Problem requirements |
Retype the data below without altering anything.
─── Provided records ───
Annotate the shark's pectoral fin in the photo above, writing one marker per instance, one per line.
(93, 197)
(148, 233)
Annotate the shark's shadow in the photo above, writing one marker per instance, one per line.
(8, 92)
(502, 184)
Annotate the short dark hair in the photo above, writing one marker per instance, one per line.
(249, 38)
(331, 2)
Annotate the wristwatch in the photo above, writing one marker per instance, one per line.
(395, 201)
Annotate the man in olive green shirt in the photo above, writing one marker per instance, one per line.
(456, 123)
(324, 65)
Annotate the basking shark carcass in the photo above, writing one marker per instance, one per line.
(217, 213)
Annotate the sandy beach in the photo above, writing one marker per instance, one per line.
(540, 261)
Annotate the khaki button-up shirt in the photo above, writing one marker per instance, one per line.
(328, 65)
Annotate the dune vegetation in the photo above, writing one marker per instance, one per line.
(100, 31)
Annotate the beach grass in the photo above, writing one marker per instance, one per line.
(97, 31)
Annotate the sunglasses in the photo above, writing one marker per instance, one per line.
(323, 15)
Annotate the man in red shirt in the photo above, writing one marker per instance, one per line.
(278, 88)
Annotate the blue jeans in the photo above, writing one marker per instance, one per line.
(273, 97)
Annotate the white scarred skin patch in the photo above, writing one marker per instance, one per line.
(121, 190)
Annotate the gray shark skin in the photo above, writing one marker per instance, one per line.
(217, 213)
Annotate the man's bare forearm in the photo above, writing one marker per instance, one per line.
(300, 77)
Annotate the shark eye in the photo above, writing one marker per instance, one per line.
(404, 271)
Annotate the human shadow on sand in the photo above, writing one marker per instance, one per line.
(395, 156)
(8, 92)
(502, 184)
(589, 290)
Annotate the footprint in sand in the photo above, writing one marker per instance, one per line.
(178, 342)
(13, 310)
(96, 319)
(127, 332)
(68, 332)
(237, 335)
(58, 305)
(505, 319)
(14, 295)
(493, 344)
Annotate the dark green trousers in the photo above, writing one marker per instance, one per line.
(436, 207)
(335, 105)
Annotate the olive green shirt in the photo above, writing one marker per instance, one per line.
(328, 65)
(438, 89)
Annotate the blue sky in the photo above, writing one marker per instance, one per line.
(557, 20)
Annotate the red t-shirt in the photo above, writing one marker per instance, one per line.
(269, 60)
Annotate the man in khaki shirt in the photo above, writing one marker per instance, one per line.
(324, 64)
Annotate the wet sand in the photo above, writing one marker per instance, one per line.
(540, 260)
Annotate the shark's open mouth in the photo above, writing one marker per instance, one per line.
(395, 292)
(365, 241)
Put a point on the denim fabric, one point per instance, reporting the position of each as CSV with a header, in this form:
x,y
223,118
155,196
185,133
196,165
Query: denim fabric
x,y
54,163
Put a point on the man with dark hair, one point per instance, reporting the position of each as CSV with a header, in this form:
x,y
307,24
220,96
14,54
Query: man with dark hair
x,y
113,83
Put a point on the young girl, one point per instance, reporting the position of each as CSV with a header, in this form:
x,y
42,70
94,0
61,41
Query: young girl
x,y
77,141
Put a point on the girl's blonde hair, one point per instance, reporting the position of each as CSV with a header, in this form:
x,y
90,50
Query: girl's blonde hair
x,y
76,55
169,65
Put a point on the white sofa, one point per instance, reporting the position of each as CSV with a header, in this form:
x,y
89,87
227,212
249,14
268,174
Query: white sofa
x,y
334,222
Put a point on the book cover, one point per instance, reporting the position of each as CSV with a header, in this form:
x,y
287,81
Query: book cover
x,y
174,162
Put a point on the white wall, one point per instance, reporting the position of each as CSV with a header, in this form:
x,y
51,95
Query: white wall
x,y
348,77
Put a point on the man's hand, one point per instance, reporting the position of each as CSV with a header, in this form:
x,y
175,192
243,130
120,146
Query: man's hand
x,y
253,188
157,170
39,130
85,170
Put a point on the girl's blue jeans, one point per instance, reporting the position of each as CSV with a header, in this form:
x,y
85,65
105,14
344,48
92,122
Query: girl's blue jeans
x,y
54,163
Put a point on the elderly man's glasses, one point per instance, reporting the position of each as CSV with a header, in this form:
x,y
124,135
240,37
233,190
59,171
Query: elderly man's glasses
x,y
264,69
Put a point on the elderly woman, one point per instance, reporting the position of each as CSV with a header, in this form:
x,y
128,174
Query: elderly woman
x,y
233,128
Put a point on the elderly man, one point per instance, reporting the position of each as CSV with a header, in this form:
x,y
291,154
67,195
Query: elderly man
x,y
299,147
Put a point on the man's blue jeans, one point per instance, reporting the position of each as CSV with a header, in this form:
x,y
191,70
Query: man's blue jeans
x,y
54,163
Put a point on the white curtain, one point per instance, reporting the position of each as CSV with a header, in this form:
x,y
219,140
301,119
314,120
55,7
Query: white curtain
───
Answer to the task |
Annotate the shark's pectoral fin in the photo above, writing one marker per instance, one per line.
(93, 197)
(148, 233)
Annotate the shark's shadow in the photo above, writing one marker per instance, one per line.
(8, 92)
(502, 184)
Annotate the short dark hair in the photo above, writing one marker per instance, one per line.
(249, 38)
(331, 2)
Annotate the wristwatch in the photo above, writing one marker per instance, one per line.
(395, 201)
Annotate the man in olive green shirt in the photo above, writing one marker per instance, one per line.
(456, 123)
(324, 65)
Annotate the basking shark carcass in the photo above, writing one marker per instance, one per line.
(217, 213)
Annotate the sandy beach in the photo above, writing one marker per instance, one per line.
(540, 261)
Annotate the khaki button-up shirt in the photo above, writing one marker per instance, one per line.
(328, 65)
Annotate the dune vegetation in the photo above, writing one marker per instance, one per line.
(100, 31)
Annotate the beach grass in the photo above, writing one marker per instance, one per line.
(97, 31)
Annotate the sunglasses in the photo above, writing one marker per instance, one per line.
(323, 15)
Annotate the man in red shirt in the photo above, writing one marker per instance, one per line.
(278, 88)
Annotate the blue jeans in the photo above, writing one marker per instance, one per line.
(273, 97)
Annotate the white scarred skin patch in the photo above, writing one marker per instance, one per line.
(121, 190)
Annotate the gray shark skin in the photo above, writing one marker per instance, one per line.
(217, 213)
Annotate the man's bare forearm in the photo above, writing one marker per instance, one per line.
(300, 77)
Annotate the shark eye in the photo above, writing one marker per instance, one per line.
(404, 271)
Annotate the human shadow on sand in the photo above, writing one marker per instance, one per line.
(395, 156)
(8, 92)
(502, 184)
(589, 290)
Annotate the footprint in sand in the photo above, writing one marker per instance, one per line.
(178, 342)
(13, 310)
(96, 319)
(127, 332)
(68, 332)
(237, 335)
(58, 305)
(505, 319)
(14, 295)
(493, 344)
Annotate the dark green trousers in the photo above, writing one marker per instance, one per line.
(436, 207)
(335, 105)
Annotate the olive green shirt in the photo above, writing one marker per instance, one per line.
(328, 65)
(438, 89)
Annotate the blue sky in the photo above, writing one marker per instance, one per line.
(557, 20)
Annotate the red t-shirt in the photo above, writing one marker per instance, one per line.
(269, 60)
Annotate the man in khaki shirt in the photo above, writing one marker per instance, one per line.
(324, 64)
Annotate the wet sand in the photo above, writing one marker per instance, one per line.
(540, 260)
Annotate the shark's open mouth in the photo above, writing one marker per instance, one per line.
(395, 292)
(365, 241)
Put a point on the denim fabric, one point per instance, reporting the position of each as CSV with a header, in this form:
x,y
223,118
155,196
185,133
196,165
Query: denim fabric
x,y
54,163
Put a point on the man with dark hair, one point per instance, reporting the position of each as CSV with a header, in this form:
x,y
307,24
220,96
14,54
Query: man with dark hair
x,y
113,83
Put a point on the young girl, one point per instance, reporting the position of each as CSV with a header, in this form:
x,y
42,70
94,0
61,41
Query: young girl
x,y
77,141
Put a point on the girl's blonde hair, one point per instance, reporting the position of each as CSV with a header, in this form:
x,y
90,50
Query: girl's blonde hair
x,y
76,55
169,65
Put a point on the white sofa, one point per instance, reporting the position of each as CSV with a header, in this form:
x,y
89,87
227,212
249,14
268,174
Query: white sofa
x,y
334,222
Put a point on the book cover, one point per instance, reporting the position of each as CSV with a header, in this form:
x,y
287,81
Query: book cover
x,y
174,162
Put a point on the white wall, one point per instance, reporting the position of each as CSV with a header, in this form:
x,y
51,95
Query: white wall
x,y
348,77
Put a point on the man's hand, one point per instance, reporting the position of each as CSV with a header, in this form:
x,y
175,192
243,130
120,146
Query: man's hand
x,y
253,188
157,170
39,130
85,170
Put a point on the girl's blue jeans, one point per instance, reporting the position of each as CSV with a header, in this form:
x,y
85,65
105,14
344,48
92,122
Query: girl's blue jeans
x,y
54,163
Put a point on the elderly man's glasses, one point per instance, reporting the position of each as CSV with a header, in this form:
x,y
124,135
240,37
233,190
59,171
Query: elderly man's glasses
x,y
264,69
Put a point on the elderly woman, one point per instance, reporting the position of each as CSV with a header, in this form:
x,y
128,174
Query: elderly woman
x,y
233,128
Put a point on the elderly man, one point per instance, reporting the position of each as CSV with a header, in this form:
x,y
291,154
67,195
Query: elderly man
x,y
299,147
Put a point on the man's blue jeans, one point per instance, reporting the position of each as CSV with a header, in this form:
x,y
191,70
Query: man's blue jeans
x,y
54,163
Put a point on the white curtain, one point per instance, reporting the position of each as CSV with a header, in this form:
x,y
219,140
301,119
314,120
55,7
Query: white curtain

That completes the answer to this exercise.